Work to complete: Rewrite the items below, changing "Target" to "Object" wherever it occurs and leaving everything else as it is.
Start of Supplied records
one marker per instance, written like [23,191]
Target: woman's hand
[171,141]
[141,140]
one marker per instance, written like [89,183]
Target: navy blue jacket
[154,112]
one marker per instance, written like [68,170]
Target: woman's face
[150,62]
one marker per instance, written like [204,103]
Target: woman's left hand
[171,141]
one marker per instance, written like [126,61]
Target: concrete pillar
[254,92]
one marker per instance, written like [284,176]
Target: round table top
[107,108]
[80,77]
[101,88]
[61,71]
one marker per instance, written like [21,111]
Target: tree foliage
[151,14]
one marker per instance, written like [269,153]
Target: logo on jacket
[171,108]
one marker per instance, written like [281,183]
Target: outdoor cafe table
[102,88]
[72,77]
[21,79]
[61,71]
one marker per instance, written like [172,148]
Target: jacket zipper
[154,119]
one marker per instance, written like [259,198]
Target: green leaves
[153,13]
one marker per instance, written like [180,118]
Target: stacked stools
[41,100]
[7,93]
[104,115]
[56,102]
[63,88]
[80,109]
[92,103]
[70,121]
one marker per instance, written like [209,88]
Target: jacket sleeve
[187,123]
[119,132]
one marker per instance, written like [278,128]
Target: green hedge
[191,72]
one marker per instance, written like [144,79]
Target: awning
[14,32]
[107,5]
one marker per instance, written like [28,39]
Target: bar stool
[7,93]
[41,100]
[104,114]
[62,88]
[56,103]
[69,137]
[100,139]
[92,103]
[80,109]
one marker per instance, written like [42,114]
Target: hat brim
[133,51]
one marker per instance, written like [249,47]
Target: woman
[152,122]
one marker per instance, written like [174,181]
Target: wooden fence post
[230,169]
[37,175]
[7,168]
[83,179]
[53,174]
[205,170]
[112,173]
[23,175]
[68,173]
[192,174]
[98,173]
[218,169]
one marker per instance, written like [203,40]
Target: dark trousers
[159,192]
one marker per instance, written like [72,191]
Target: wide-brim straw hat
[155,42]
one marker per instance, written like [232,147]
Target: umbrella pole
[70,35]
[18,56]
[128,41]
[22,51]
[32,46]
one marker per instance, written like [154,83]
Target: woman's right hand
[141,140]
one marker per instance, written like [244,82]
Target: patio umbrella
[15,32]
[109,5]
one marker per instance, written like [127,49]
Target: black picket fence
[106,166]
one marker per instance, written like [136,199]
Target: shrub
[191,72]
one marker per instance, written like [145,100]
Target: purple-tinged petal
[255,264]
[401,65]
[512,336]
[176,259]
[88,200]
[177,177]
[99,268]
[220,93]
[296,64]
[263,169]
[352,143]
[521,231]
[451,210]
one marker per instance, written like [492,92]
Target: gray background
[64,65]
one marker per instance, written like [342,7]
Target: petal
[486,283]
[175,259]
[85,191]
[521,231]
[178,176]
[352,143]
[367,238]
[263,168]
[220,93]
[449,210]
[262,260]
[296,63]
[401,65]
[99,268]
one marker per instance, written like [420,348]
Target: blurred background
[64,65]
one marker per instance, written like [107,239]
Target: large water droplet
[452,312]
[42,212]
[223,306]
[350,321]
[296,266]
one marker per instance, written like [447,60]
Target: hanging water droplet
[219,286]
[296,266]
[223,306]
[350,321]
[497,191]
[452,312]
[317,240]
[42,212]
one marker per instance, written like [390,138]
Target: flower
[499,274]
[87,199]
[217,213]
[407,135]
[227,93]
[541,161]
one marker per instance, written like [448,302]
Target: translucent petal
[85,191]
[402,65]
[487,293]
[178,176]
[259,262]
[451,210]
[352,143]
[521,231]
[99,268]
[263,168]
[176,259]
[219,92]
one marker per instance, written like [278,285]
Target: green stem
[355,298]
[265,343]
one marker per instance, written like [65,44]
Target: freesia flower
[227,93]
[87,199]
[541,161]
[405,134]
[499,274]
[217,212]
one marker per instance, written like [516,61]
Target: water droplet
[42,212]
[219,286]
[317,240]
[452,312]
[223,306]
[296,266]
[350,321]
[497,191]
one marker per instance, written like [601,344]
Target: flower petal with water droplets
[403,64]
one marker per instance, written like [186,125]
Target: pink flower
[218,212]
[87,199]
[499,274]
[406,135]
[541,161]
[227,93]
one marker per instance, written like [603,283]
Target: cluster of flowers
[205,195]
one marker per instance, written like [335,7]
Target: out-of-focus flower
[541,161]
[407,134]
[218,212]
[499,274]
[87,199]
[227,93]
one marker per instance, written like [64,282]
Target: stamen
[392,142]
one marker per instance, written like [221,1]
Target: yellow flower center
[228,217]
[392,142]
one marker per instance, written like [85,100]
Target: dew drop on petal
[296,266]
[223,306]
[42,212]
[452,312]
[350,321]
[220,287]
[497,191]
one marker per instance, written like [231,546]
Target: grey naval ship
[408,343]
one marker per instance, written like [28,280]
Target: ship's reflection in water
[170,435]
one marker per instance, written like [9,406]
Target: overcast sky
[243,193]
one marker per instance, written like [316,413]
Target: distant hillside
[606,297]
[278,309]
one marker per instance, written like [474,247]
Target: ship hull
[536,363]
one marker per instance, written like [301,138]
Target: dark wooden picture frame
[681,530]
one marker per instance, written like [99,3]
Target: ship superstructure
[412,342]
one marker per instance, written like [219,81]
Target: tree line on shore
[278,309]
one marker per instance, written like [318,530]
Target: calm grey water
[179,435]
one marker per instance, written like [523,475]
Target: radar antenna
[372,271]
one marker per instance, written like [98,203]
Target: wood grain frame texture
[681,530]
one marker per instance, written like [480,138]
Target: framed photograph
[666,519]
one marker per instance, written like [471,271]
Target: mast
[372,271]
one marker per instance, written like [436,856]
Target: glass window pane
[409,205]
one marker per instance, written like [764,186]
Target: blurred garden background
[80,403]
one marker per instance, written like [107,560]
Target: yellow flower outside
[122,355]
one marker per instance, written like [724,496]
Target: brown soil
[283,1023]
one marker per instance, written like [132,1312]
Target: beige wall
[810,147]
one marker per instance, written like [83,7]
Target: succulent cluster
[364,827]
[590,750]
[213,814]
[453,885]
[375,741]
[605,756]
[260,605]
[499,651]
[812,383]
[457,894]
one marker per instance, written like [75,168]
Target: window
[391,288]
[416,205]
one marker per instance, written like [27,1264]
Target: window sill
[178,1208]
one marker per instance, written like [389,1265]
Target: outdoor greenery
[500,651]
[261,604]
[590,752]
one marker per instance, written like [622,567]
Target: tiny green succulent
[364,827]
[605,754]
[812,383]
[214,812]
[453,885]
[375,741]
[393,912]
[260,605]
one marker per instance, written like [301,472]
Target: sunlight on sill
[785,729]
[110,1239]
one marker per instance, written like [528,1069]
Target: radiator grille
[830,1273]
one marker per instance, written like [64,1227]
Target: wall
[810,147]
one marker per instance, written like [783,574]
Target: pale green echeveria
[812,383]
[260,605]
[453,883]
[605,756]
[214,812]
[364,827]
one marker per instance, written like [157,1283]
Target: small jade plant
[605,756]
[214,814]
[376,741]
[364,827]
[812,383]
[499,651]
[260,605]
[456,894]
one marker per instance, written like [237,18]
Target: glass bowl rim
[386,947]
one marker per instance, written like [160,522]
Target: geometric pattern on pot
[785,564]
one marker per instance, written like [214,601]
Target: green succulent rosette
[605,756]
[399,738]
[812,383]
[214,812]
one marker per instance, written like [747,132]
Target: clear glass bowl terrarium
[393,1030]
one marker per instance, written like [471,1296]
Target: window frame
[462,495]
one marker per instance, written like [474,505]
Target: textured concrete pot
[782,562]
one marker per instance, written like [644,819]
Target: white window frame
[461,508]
End of Supplied records
In response:
one marker per instance, written like [23,191]
Object: woman's hand
[171,141]
[141,140]
one marker per instance, written like [89,183]
Object: navy blue jacket
[154,112]
one marker per instance, written like [68,170]
Object: woman's face
[150,62]
one marker per instance, written like [204,103]
Object: woman's left hand
[171,141]
one marker per instance, written like [126,61]
Object: concrete pillar
[254,92]
one marker per instance, written like [284,176]
Object: round table top
[107,108]
[80,77]
[101,88]
[61,71]
one marker per instance, written like [21,111]
Object: tree foliage
[151,14]
one marker per instance, written like [269,153]
Object: logo on jacket
[171,108]
one marker per instance, written like [281,183]
Object: outdoor cafe table
[102,88]
[72,77]
[21,79]
[61,71]
one marker per instance, written like [172,148]
Object: jacket zipper
[154,119]
one marker per instance, written like [259,198]
Object: green leaves
[153,13]
one marker per instance, written like [180,118]
Object: stacked stools
[41,100]
[7,93]
[104,115]
[56,102]
[63,88]
[80,109]
[92,103]
[70,121]
one marker per instance, written like [209,88]
Object: jacket sleeve
[187,123]
[119,132]
one marker per instance, written like [278,128]
Object: green hedge
[191,72]
one marker per instance, written like [144,79]
Object: awning
[14,32]
[107,5]
one marker per instance, written like [28,39]
Object: bar stool
[7,93]
[41,100]
[104,114]
[62,88]
[56,103]
[69,137]
[100,139]
[92,103]
[80,109]
one marker per instance, written like [42,114]
Object: hat brim
[133,51]
one marker per instance, written like [249,47]
Object: woman
[152,122]
one marker per instance, written like [174,181]
Object: wooden fence post
[230,169]
[37,175]
[7,168]
[83,179]
[53,174]
[205,170]
[112,173]
[23,175]
[68,173]
[192,174]
[98,173]
[218,169]
one marker per instance, written like [203,40]
Object: dark trousers
[159,192]
one marker per instance, written like [72,191]
Object: wide-brim straw hat
[155,42]
one marker per instance, written like [232,147]
Object: umbrella pole
[70,35]
[18,56]
[128,41]
[22,51]
[32,46]
one marker per instance, written like [154,83]
Object: woman's right hand
[141,140]
one marker per instance, written like [244,82]
Object: patio umbrella
[15,32]
[109,5]
one marker per instance, written like [127,49]
Object: black picket fence
[106,166]
one marker per instance, written like [136,199]
Object: shrub
[191,72]
one marker per instance, written like [145,100]
Object: purple-tinged petal
[255,264]
[401,65]
[512,336]
[176,259]
[88,200]
[177,177]
[99,268]
[220,93]
[296,64]
[263,169]
[352,143]
[521,231]
[451,210]
one marker per instance, written like [492,92]
Object: gray background
[64,65]
one marker per instance, written like [342,7]
Object: petal
[486,283]
[175,259]
[85,191]
[521,231]
[178,176]
[352,143]
[367,238]
[263,168]
[220,93]
[449,210]
[262,260]
[296,63]
[401,65]
[99,268]
one marker per instance, written like [420,348]
Object: blurred background
[64,65]
one marker per instance, written like [107,239]
Object: large water droplet
[452,312]
[42,212]
[223,306]
[350,321]
[296,266]
one marker per instance, written like [447,60]
Object: hanging water droplet
[219,286]
[296,266]
[223,306]
[350,321]
[497,191]
[452,312]
[317,240]
[42,212]
one marker per instance, written like [390,138]
Object: flower
[499,274]
[87,199]
[217,213]
[407,135]
[227,93]
[541,161]
one marker per instance, written like [448,302]
Object: translucent petal
[85,191]
[402,65]
[487,293]
[178,176]
[259,262]
[451,210]
[352,143]
[521,231]
[99,268]
[263,168]
[176,259]
[219,92]
one marker per instance, written like [278,285]
Object: green stem
[355,298]
[265,343]
one marker per instance, written like [65,44]
Object: freesia flower
[227,93]
[87,199]
[541,161]
[405,134]
[499,274]
[217,212]
one marker per instance, written like [516,61]
Object: water droplet
[42,212]
[219,286]
[317,240]
[452,312]
[223,306]
[296,266]
[350,321]
[497,191]
one marker per instance, written like [601,344]
Object: flower petal with water droplets
[403,64]
one marker per instance, written like [186,125]
Object: pink flower
[218,212]
[87,199]
[499,274]
[406,135]
[541,161]
[227,93]
one marker per instance, written like [603,283]
Object: cluster of flowers
[205,195]
one marker per instance, written like [335,7]
Object: out-of-focus flower
[541,161]
[407,134]
[218,212]
[499,274]
[87,199]
[227,93]
one marker per instance, written like [64,282]
Object: stamen
[392,142]
one marker per instance, written like [221,1]
Object: yellow flower center
[228,217]
[392,142]
one marker per instance, written like [85,100]
Object: dew drop on petal
[296,266]
[223,306]
[42,212]
[452,312]
[350,321]
[220,287]
[497,191]
one marker per instance, written like [231,546]
Object: grey naval ship
[408,343]
one marker per instance, written like [28,280]
Object: ship's reflection in water
[170,435]
one marker per instance, written like [9,406]
Object: overcast sky
[243,193]
one marker per instance, written like [316,413]
Object: distant hillside
[606,297]
[278,309]
one marker per instance, written like [474,247]
Object: ship hull
[536,363]
one marker per instance, written like [301,138]
Object: dark wooden picture frame
[681,530]
one marker per instance, written like [99,3]
Object: ship superstructure
[412,342]
one marker per instance, written like [219,81]
Object: tree line on shore
[278,309]
one marker per instance, written like [318,530]
Object: calm grey water
[179,435]
one marker per instance, written like [523,475]
Object: radar antenna
[372,271]
one marker per instance, written like [98,203]
Object: wood grain frame texture
[681,530]
one marker per instance, written like [480,138]
Object: framed photograph
[666,519]
one marker per instance, written like [471,271]
Object: mast
[372,271]
one marker per instance, written like [436,856]
Object: glass window pane
[409,205]
one marker per instance, written like [764,186]
Object: blurred garden background
[80,403]
one marker per instance, written like [107,560]
Object: yellow flower outside
[122,355]
one marker per instance, written like [724,496]
Object: brown soil
[283,1023]
one marker per instance, written like [132,1312]
Object: beige wall
[810,147]
one marker per instance, written like [83,7]
Object: succulent cluster
[364,827]
[590,750]
[213,814]
[453,885]
[375,741]
[605,756]
[260,605]
[499,651]
[812,383]
[457,894]
one marker per instance, written like [75,168]
Object: window
[391,288]
[416,205]
one marker per instance, written like [27,1264]
Object: window sill
[178,1208]
one marker per instance, written like [389,1265]
Object: outdoor greenery
[500,651]
[261,604]
[590,752]
one marker per instance, written like [622,567]
Object: tiny green succulent
[364,827]
[605,754]
[812,383]
[214,812]
[453,885]
[375,741]
[393,912]
[260,605]
one marker per instance, written like [301,472]
Object: sunlight on sill
[785,729]
[110,1239]
one marker per instance, written like [528,1069]
Object: radiator grille
[830,1273]
one marker per instance, written like [64,1227]
Object: wall
[810,147]
one marker per instance, written like [783,574]
Object: pale green echeveria
[812,383]
[260,605]
[453,883]
[605,756]
[214,812]
[364,827]
one marker per instance, written like [157,1283]
Object: small jade plant
[605,756]
[214,814]
[376,741]
[364,827]
[812,383]
[499,651]
[260,605]
[456,894]
one marker per instance, written like [237,18]
Object: glass bowl rim
[386,947]
one marker per instance, written like [160,522]
Object: geometric pattern on pot
[785,564]
one marker per instance, written like [214,601]
Object: green succulent rosette
[605,756]
[399,738]
[812,383]
[214,812]
one marker per instance, written like [747,132]
Object: clear glass bowl terrarium
[393,1030]
one marker per instance, written like [471,1296]
Object: window frame
[462,495]
one marker per instance, written like [474,505]
Object: textured concrete pot
[782,562]
one marker per instance, written like [644,819]
Object: white window frame
[461,508]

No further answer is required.